-------- Document section --------

Another alarming aspect of chemical weapons: They’re not even weapons in a strictly military sense. They’re instruments of sheer mayhem, useful only to terrorists, crazy men, or desperate tyrants grasping to stay in power.

Several armies tried to use gas as a weapon during World War I, especially on the Western Front. But horrible as they were, they did little to break through the stalemate of trench warfare, especially once gas masks were introduced. Sometimes shifting winds blew them back toward the attackers. (Nerve gases, such as sarin and VX, are more lethal than the mustard gas of WWI, but protective suits have been designed against them, too.) This is a major reason why so many nations signed the treaty to ban chemical weapons; they’re not very effective weapons. Iran and Iraq used them against each other in their long war of the 1980s, but to no great advantage. In 1988, Saddam Hussein used them on Kurdish rebels, most notoriously in the village of Halabja, killing 5,000 people in a single day. But again, this was a terrorist attack; gas is an efficient tool for killing lots of unprotected, unarmed people.

--------

▶ Tasks to carry out:
#1 According to the passage on chemical weapons, how many people did the 1988 gas attack in Halabja kill in a single day?
#2 From the passage on chemical weapons, extract the words from "Another alarming aspect" to "stay in power." without changing anything.
#3 Write the next part of the passage on chemical weapons, picking up after its final sentence.
The records after this point aren't needed.

-------- Dataset records --------

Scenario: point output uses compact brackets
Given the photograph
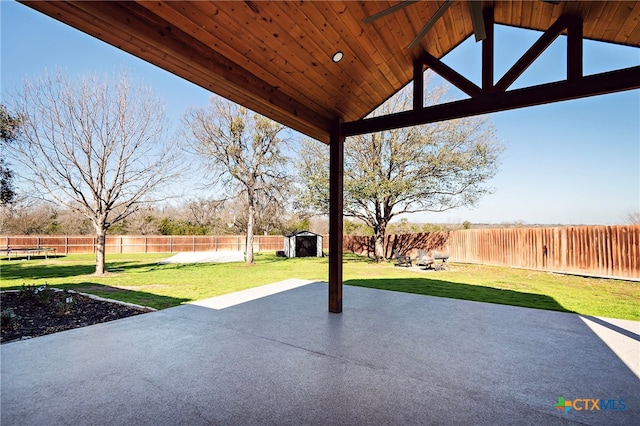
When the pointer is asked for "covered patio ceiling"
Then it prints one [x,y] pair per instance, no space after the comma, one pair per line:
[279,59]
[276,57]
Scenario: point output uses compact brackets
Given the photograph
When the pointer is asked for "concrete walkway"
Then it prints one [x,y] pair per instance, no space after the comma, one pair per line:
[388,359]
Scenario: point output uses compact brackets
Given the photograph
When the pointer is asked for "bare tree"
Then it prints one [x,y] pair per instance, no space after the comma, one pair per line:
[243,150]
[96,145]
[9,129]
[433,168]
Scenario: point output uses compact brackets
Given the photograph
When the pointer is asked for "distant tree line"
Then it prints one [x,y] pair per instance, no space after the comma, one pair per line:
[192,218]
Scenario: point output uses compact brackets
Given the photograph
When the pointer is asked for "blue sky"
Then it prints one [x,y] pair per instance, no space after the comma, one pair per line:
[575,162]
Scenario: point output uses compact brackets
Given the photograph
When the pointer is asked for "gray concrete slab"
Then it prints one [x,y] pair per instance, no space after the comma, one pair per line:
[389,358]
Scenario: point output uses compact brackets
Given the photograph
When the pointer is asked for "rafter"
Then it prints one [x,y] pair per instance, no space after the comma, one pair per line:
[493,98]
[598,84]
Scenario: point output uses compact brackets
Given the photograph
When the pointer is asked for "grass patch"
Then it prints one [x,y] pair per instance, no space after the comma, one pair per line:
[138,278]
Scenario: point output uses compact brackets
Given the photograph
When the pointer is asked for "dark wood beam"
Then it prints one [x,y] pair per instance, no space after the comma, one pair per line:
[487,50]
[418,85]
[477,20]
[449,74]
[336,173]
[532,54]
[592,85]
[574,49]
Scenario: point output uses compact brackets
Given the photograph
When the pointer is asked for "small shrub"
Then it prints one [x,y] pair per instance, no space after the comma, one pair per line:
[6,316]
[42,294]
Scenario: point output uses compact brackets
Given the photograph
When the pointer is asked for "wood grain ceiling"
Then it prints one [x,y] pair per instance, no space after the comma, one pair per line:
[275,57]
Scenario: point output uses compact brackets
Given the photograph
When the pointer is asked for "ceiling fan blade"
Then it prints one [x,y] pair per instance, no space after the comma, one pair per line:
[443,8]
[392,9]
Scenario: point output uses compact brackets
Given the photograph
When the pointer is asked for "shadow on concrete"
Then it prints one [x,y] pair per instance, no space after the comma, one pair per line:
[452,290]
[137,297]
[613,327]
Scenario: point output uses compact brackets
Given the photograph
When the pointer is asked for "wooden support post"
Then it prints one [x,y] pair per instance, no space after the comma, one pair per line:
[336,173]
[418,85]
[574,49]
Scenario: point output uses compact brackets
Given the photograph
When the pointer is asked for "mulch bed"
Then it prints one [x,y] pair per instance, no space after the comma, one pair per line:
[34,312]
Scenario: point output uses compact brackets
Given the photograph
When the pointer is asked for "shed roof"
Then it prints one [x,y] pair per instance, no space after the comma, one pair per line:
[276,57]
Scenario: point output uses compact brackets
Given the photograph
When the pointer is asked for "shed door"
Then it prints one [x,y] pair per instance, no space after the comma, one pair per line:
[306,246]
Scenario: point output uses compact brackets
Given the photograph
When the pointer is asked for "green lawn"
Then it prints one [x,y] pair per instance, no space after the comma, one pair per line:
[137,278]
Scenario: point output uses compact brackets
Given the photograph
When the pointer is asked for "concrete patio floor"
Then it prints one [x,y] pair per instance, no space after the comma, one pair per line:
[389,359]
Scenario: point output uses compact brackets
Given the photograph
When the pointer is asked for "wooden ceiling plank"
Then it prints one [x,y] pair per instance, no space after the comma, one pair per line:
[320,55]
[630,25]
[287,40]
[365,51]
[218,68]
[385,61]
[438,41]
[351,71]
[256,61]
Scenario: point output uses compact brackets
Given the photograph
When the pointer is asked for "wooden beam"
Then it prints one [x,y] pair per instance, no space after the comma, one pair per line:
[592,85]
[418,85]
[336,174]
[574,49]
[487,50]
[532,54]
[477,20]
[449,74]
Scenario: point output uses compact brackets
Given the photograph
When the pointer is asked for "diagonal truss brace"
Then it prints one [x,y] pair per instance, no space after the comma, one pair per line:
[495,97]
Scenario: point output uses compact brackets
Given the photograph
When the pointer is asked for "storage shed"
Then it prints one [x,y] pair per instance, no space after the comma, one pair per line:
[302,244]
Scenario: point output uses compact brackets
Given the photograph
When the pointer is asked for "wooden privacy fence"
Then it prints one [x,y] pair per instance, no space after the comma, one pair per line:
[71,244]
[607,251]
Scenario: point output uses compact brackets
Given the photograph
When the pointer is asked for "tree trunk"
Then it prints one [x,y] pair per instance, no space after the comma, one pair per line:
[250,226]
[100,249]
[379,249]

--------
-------- Dataset records --------

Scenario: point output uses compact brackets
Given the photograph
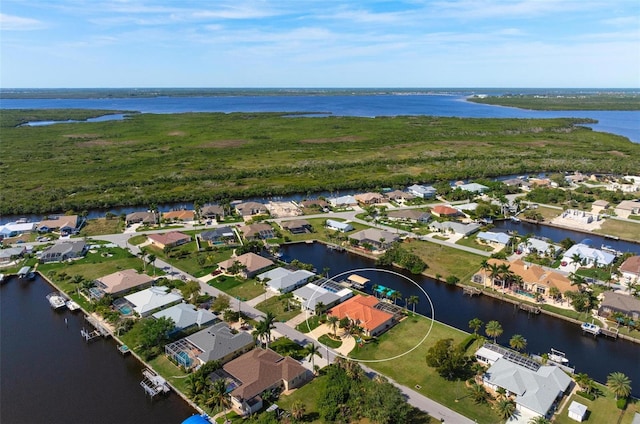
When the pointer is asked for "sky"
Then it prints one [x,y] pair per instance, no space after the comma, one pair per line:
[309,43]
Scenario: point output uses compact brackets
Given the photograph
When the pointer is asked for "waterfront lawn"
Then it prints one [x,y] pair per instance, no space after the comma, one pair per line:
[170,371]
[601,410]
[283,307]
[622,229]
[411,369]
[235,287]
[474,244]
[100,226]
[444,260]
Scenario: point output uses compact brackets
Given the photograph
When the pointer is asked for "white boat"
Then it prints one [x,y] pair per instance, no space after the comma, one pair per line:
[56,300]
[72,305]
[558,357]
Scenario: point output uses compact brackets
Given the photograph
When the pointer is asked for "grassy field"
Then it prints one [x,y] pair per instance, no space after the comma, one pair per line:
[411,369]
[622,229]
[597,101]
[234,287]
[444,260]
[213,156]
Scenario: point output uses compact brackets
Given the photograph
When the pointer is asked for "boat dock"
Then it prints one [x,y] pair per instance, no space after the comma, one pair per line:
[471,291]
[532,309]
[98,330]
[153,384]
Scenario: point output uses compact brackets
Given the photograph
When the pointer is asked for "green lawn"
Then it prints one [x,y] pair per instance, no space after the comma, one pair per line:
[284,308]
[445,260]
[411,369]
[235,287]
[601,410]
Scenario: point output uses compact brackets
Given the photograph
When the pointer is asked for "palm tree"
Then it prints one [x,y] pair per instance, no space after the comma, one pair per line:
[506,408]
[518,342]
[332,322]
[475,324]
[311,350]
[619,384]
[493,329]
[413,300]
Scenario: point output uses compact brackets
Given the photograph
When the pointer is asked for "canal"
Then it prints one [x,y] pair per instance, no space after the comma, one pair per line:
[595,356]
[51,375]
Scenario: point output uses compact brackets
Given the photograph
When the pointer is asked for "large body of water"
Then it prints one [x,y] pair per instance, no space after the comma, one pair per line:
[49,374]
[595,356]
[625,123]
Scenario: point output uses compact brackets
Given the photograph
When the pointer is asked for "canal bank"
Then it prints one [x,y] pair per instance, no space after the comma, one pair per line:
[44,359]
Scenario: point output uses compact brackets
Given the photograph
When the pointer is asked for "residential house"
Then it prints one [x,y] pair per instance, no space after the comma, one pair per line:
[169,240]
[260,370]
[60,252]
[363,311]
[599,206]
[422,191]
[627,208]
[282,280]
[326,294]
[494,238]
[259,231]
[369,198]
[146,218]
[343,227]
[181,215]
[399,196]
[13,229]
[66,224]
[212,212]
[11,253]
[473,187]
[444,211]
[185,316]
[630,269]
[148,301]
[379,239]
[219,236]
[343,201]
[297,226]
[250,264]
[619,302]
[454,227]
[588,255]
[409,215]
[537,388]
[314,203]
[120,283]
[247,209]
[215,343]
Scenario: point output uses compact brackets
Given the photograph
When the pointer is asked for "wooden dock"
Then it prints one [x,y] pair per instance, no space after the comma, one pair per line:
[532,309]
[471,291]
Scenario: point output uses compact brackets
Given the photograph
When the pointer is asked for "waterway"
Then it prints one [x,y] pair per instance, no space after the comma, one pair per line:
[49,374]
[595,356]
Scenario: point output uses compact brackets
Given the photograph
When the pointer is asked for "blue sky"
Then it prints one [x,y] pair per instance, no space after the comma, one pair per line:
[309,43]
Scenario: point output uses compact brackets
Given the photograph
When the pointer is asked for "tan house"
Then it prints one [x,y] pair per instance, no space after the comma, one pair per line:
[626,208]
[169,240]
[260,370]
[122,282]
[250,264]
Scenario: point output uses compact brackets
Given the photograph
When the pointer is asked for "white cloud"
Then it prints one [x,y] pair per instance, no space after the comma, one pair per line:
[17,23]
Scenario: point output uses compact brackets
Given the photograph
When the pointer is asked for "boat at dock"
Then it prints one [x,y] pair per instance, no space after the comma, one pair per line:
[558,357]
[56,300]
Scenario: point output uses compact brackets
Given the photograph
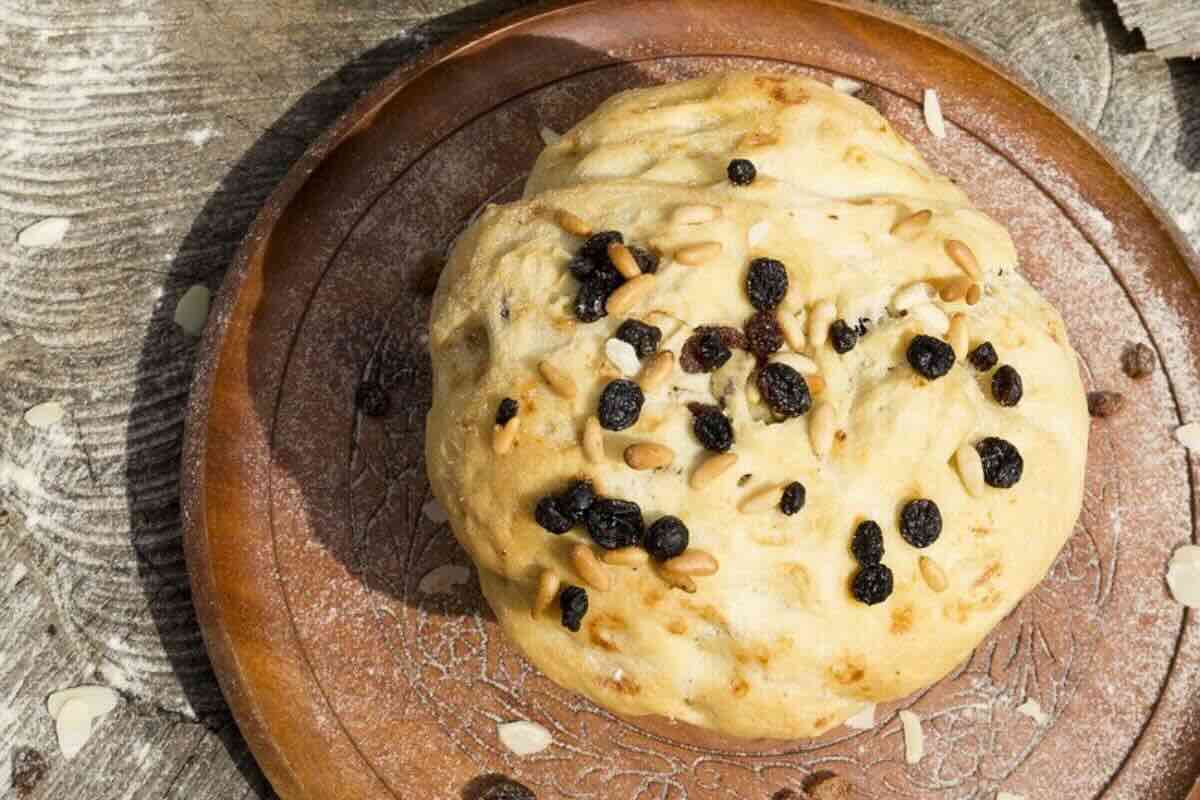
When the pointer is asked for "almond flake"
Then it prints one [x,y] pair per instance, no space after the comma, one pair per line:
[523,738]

--------
-------- Dataset records --------

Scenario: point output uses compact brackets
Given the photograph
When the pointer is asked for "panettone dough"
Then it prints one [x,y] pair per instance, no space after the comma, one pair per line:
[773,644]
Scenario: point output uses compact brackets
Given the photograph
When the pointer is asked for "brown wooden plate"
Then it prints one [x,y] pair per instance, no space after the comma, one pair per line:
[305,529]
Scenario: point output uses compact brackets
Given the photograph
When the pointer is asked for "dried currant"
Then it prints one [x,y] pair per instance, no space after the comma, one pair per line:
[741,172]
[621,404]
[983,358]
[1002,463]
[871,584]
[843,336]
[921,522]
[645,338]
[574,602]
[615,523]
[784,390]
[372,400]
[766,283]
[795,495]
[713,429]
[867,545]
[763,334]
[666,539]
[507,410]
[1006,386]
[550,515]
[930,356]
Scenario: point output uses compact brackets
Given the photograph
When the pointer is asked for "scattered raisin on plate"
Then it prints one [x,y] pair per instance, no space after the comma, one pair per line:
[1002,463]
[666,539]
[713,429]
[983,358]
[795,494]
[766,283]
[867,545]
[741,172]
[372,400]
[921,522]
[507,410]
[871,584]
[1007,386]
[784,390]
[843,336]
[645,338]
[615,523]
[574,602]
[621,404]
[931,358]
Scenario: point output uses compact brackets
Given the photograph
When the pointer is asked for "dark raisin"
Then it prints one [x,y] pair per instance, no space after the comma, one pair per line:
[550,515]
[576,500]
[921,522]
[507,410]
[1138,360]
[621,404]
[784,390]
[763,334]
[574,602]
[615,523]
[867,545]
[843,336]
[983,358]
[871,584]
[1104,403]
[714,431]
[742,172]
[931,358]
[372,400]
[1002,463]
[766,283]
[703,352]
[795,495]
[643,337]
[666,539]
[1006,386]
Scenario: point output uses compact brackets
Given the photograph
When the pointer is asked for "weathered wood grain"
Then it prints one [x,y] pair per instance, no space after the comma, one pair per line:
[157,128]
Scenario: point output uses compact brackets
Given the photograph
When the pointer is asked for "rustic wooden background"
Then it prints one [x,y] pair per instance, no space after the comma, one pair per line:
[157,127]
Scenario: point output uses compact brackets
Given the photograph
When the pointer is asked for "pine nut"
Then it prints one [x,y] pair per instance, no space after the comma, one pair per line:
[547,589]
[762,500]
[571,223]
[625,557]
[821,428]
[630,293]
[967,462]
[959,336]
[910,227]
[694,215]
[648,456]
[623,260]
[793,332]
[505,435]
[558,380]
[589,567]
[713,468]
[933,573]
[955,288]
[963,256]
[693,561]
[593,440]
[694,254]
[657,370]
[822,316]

--------

▶ Set of answers:
#1 5,000 people

#2
Another alarming aspect of chemical weapons: They’re not even weapons in a strictly military sense. They’re instruments of sheer mayhem, useful only to terrorists, crazy men, or desperate tyrants grasping to stay in power.

#3
Which is why many leaders—not just Obama—are worried about the sarin-filled bombs being loaded onto the planes of the Syrian air force. Assad has already killed so many of his own people, who’s to say he won’t kill many more? Hence Obama’s threat about the “red line.” But what does it mean? What is Obama threatening to do if Assad crosses the line?

During the 1991 Gulf War, Saddam Hussein possessed chemical munitions, which he could have loaded into Scud missiles and fired into Israel. Knowing this, James Baker, President George H.W. Bush’s secretary of state, publicly stated that any chemical attack on Israel would be treated in the same way as a nuclear attack on the United States. Saddam must have taken this seriously: He fired many Scuds into Israel during that war, but none of them were tipped with chemical munitions.

Obama hasn’t gone as far as Baker, and it wouldn’t be a good idea to do so, given that he and other world leaders are trying to pressure Iran—one of Syria’s main allies—into halting its own nuclear-weapons program. Nor would it make much sense to attack Syria’s chemical stockpiles: First, their locations aren’t all known; second, blowing them up could scatter the gas for miles around, killing hundreds or thousands of innocent people.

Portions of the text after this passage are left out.